→ **What you should do**: Copy out word for word the stretch of the material below from the line containing "Give the outline of every instance of the dense" through the line containing "M0 32L0 79L40 55L66 36L64 27Z", including both of those lines.

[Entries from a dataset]
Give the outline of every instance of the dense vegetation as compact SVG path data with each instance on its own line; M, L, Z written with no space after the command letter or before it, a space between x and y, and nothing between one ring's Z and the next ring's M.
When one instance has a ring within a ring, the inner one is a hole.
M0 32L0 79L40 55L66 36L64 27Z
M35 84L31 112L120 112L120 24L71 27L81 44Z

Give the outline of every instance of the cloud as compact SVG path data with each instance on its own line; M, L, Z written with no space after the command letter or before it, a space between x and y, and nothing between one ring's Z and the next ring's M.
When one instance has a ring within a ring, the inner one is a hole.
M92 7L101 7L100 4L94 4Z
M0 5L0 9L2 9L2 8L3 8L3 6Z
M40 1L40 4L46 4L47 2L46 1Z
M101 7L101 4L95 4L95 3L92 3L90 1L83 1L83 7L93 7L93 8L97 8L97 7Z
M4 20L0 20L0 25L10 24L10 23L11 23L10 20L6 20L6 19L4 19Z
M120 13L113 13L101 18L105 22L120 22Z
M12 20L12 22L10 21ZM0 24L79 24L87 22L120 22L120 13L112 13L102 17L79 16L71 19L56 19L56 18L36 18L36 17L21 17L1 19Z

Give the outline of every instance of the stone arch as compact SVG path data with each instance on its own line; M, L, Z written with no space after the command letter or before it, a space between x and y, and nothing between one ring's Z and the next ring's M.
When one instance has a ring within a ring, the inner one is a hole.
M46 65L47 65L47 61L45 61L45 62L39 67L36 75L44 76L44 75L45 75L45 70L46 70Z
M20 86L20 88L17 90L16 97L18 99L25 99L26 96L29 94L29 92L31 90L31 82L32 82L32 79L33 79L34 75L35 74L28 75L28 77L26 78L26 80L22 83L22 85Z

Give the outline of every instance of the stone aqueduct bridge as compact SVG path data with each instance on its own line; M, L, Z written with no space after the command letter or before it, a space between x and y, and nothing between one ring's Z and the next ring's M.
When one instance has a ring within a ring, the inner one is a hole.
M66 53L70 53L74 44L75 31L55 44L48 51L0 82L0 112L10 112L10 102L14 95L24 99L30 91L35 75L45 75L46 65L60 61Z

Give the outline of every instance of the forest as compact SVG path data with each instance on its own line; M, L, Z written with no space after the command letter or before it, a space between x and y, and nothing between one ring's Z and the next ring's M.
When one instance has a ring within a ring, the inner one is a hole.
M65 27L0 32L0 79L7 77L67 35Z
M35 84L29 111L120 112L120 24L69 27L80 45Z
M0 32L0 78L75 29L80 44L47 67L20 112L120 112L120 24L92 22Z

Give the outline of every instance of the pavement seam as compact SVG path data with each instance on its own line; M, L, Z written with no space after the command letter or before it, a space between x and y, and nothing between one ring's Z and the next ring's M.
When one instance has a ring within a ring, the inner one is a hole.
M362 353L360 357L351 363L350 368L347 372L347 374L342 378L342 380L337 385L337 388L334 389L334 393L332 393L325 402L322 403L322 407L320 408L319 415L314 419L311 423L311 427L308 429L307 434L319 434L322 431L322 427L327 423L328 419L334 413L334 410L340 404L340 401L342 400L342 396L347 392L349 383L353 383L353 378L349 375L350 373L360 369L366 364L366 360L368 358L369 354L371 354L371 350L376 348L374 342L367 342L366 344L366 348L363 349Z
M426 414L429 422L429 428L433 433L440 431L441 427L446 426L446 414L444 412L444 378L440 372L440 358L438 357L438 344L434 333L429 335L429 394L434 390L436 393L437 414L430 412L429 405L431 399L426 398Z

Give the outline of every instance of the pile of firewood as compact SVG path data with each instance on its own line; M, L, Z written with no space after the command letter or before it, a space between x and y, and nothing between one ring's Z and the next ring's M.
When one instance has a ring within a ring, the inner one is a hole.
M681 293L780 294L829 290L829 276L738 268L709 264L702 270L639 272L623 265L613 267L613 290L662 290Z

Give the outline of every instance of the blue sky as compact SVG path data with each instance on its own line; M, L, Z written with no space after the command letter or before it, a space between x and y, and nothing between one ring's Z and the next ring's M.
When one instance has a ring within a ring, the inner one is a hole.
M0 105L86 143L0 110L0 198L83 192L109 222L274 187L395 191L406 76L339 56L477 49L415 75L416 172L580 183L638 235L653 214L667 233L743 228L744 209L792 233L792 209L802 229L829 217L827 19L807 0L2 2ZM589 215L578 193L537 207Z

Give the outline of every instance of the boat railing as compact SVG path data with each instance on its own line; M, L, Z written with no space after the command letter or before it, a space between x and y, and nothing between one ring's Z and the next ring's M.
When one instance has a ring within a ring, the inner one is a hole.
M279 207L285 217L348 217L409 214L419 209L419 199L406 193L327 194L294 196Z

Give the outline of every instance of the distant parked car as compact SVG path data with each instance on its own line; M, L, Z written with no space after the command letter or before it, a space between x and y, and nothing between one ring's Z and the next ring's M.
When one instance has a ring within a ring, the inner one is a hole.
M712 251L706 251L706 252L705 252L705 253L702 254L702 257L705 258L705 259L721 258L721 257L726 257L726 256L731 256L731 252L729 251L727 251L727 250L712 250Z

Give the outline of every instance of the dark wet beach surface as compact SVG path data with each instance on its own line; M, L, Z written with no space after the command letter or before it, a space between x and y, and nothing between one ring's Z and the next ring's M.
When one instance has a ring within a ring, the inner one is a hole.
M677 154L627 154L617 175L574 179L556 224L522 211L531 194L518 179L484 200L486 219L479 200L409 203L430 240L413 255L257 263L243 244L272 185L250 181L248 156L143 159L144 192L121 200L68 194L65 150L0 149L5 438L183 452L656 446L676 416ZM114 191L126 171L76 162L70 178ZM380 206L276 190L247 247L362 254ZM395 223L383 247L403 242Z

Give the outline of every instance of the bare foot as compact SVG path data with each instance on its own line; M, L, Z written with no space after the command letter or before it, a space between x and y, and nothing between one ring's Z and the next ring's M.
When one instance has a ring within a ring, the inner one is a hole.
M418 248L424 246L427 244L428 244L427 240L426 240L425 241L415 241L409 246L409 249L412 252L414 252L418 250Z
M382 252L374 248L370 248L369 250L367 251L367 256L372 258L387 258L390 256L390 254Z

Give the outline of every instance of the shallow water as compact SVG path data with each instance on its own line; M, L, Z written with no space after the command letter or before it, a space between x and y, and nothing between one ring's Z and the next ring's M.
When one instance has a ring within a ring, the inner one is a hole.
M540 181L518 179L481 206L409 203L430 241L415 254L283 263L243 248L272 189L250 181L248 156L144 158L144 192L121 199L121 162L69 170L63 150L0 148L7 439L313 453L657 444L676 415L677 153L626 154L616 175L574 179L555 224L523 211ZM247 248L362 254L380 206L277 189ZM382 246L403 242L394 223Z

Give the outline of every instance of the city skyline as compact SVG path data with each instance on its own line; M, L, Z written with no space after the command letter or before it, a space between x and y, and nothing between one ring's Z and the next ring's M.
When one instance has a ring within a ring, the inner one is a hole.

...

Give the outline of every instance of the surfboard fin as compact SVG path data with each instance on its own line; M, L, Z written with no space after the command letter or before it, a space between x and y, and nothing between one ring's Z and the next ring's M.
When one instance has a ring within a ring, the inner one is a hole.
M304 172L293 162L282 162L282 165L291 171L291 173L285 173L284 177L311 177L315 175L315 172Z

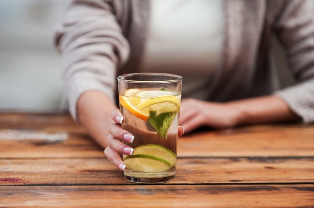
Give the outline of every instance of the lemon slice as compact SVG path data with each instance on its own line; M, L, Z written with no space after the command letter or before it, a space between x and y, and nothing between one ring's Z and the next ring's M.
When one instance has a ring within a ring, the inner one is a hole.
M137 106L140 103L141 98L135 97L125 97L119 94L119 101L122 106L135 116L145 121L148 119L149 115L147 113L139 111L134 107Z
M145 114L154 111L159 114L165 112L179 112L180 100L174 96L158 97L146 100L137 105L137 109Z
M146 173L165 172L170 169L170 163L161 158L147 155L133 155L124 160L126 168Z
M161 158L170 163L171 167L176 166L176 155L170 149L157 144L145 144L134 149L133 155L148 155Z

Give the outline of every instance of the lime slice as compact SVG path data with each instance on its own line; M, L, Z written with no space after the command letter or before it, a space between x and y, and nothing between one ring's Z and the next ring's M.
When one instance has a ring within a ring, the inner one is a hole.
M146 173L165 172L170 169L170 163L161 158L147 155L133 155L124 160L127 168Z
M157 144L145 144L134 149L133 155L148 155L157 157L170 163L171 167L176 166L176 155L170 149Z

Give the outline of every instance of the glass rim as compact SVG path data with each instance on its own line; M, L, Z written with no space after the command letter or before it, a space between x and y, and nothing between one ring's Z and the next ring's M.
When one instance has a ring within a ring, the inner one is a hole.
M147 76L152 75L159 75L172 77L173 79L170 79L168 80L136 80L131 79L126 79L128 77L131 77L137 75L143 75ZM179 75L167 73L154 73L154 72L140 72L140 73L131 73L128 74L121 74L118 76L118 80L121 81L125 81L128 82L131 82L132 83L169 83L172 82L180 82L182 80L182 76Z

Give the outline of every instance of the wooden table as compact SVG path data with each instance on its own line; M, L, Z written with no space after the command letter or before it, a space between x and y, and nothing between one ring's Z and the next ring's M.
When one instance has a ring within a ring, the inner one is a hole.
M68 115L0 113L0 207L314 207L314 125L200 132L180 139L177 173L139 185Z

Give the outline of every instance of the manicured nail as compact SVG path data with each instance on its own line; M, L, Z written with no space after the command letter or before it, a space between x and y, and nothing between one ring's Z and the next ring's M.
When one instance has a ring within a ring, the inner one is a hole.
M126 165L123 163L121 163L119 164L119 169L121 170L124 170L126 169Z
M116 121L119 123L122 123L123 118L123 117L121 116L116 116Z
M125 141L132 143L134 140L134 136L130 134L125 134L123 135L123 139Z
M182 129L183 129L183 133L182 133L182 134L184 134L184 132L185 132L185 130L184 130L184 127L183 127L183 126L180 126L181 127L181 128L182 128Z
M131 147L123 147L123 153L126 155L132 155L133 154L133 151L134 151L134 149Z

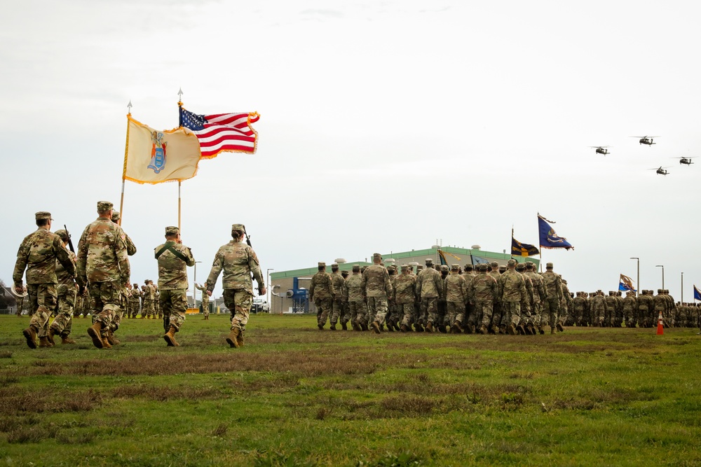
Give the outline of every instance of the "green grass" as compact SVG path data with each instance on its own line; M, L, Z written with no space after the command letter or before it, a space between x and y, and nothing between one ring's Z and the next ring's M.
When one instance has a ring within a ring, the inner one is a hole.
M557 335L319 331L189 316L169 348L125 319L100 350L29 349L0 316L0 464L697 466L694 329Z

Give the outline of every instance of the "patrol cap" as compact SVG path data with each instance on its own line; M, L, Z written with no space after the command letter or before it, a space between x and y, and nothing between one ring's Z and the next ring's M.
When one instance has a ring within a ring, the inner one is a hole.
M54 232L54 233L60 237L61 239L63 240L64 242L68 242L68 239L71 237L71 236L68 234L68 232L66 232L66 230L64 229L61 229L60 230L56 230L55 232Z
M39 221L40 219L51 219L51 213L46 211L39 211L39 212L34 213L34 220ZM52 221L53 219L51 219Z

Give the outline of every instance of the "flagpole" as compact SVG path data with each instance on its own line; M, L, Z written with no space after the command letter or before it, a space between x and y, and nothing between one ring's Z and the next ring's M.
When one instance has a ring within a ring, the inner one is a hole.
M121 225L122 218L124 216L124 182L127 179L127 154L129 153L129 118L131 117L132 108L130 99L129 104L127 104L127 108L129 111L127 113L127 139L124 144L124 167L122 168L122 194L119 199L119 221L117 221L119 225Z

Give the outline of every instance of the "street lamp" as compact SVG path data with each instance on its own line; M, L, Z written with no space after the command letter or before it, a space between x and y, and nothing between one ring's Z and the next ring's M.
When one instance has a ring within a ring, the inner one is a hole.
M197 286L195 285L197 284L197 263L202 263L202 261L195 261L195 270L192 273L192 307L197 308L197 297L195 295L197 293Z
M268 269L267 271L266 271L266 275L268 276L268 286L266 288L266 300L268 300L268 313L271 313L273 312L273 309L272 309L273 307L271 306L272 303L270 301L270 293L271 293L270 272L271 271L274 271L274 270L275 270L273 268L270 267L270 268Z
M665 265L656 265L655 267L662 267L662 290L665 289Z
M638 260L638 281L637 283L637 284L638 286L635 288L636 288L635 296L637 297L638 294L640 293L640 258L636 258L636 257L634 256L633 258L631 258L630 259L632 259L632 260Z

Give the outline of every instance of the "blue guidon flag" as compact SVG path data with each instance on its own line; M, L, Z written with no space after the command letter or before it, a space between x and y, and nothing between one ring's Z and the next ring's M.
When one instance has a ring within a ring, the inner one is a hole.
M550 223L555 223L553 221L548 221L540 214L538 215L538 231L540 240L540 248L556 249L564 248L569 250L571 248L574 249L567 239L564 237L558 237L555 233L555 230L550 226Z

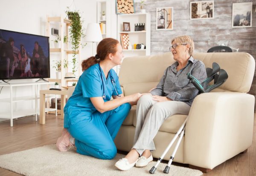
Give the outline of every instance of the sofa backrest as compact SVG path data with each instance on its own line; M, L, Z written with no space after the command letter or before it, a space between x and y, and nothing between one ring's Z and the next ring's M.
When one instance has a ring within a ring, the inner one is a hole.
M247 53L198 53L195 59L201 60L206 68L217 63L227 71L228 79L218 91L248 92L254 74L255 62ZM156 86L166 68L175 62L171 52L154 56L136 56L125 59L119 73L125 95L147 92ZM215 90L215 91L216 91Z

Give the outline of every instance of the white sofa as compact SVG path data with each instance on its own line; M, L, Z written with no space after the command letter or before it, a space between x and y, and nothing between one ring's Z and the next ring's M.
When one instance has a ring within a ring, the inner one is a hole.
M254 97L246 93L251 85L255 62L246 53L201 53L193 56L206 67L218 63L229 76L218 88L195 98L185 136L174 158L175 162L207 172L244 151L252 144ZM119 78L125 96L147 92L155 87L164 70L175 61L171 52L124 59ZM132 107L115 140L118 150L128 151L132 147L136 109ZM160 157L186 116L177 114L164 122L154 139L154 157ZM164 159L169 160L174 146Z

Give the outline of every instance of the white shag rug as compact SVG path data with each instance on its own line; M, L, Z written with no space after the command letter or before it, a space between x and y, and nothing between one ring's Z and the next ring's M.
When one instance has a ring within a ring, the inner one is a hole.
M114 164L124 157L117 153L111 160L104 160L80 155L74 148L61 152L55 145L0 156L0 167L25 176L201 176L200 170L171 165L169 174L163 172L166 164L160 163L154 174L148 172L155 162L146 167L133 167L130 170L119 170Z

--

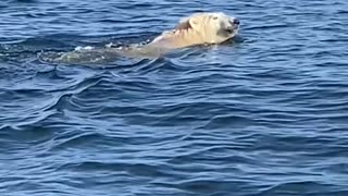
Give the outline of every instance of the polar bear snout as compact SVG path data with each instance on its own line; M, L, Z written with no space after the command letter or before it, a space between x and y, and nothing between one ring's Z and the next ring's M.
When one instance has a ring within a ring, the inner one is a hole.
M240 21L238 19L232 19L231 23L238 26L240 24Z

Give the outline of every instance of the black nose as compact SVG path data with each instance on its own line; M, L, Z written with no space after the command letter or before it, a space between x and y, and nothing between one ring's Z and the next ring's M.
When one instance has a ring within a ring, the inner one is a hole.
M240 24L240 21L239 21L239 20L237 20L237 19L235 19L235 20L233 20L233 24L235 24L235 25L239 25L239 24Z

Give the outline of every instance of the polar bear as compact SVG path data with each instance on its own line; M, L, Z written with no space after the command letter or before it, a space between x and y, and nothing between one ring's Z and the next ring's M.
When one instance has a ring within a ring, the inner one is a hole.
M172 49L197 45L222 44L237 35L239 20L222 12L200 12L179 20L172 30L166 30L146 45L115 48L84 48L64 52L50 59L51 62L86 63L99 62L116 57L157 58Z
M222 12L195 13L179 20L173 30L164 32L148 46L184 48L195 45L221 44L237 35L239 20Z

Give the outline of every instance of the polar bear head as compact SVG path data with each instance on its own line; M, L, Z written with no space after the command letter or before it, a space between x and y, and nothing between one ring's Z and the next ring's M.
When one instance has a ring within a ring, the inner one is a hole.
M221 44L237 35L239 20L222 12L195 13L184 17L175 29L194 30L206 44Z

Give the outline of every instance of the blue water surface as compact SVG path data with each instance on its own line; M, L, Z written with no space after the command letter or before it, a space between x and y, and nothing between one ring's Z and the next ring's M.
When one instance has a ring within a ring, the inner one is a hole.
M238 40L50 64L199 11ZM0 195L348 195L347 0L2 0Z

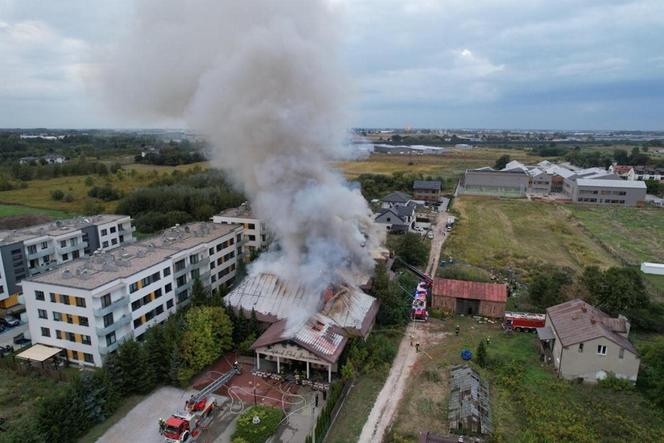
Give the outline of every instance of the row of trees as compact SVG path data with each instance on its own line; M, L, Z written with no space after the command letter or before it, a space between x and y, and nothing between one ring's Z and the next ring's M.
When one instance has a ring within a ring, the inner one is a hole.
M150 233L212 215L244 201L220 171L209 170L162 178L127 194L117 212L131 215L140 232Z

→ **Finished task**:
Give the outline of every instance of the dense vegetation as compact SVG path data with each instance on its own line; M, L, Z written with no space after the command letter or before it, a space between x and y, and nothing between one ring's Z and the next ring's M.
When one instance has a ring within a ring, the inner one is a hole.
M0 32L0 79L40 55L66 36L64 27Z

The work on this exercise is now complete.